TEXT EXCERPT

Segment Open

From Houston Public Media:
The Texas Supreme Court lifted its moratorium on evictions this week. Now renters in Texas, many of whom have lost their jobs because of the pandemic, can be kicked out of their homes.
Some Texas cities are taking additional steps to delay evictions, but not Houston, making it the largest city in the country where evictions can resume.
Houston resident Bridgett Hewitt is afraid she might be evicted from her apartment, where she lives alone.
“I’m fixing to be three months behind in June,” Hewitt said.
When COVID-19 hit, Hewitt lost her job babysitting her granddaughter and niece, which brought in an additional $1,000 each month.
Now she relies on her $800 disability, which isn’t enough to cover her $900 rent.
She said when she spoke with her apartment manager, they warned her eviction notices were on the way.
“Nobody needs to be stressed out (about) whether they are going to have a place to live today and be homeless tomorrow. I can’t think like that right now,” she said.
Many people like Hewitt are vulnerable now that the eviction ban has been lifted. Attorneys who work with low-income clients are preparing for the worst.

Segment Closed

ACTIONS TO TAKE
1. Retype the Houston eviction report exactly, everything from "When COVID-19 hit, Hewitt" down to "her $900 rent.".
2. List every dollar amount that appears in the Houston eviction report.

SUPPLIED RECORDS

Segment Open

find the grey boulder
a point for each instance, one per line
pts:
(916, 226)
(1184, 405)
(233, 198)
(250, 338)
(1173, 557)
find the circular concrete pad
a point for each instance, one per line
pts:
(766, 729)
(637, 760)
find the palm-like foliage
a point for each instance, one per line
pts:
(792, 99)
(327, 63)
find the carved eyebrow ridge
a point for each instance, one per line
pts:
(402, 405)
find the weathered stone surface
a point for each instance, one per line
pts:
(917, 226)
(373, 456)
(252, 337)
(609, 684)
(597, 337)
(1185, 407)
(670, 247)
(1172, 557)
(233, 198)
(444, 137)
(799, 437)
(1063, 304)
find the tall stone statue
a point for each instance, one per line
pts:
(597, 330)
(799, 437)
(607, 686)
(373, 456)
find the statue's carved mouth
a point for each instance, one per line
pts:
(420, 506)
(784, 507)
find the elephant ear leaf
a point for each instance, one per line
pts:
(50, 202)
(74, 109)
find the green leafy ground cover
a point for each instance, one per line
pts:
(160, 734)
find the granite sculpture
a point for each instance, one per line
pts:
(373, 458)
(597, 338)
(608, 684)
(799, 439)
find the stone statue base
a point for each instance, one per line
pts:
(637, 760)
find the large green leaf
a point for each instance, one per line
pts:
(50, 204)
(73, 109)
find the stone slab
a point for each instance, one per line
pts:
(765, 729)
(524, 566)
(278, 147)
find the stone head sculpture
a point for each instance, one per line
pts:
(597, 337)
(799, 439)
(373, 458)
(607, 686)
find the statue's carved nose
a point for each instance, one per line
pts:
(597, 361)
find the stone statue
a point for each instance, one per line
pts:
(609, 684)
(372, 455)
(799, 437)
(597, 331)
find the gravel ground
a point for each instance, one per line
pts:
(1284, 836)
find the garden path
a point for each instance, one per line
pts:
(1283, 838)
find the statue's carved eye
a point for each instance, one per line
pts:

Segment Closed

RESPONSE LIST
1.
When COVID-19 hit, Hewitt lost her job babysitting her granddaughter and niece, which brought in an additional $1,000 each month.
Now she relies on her $800 disability, which isn’t enough to cover her $900 rent.

2.
$1,000
$800
$900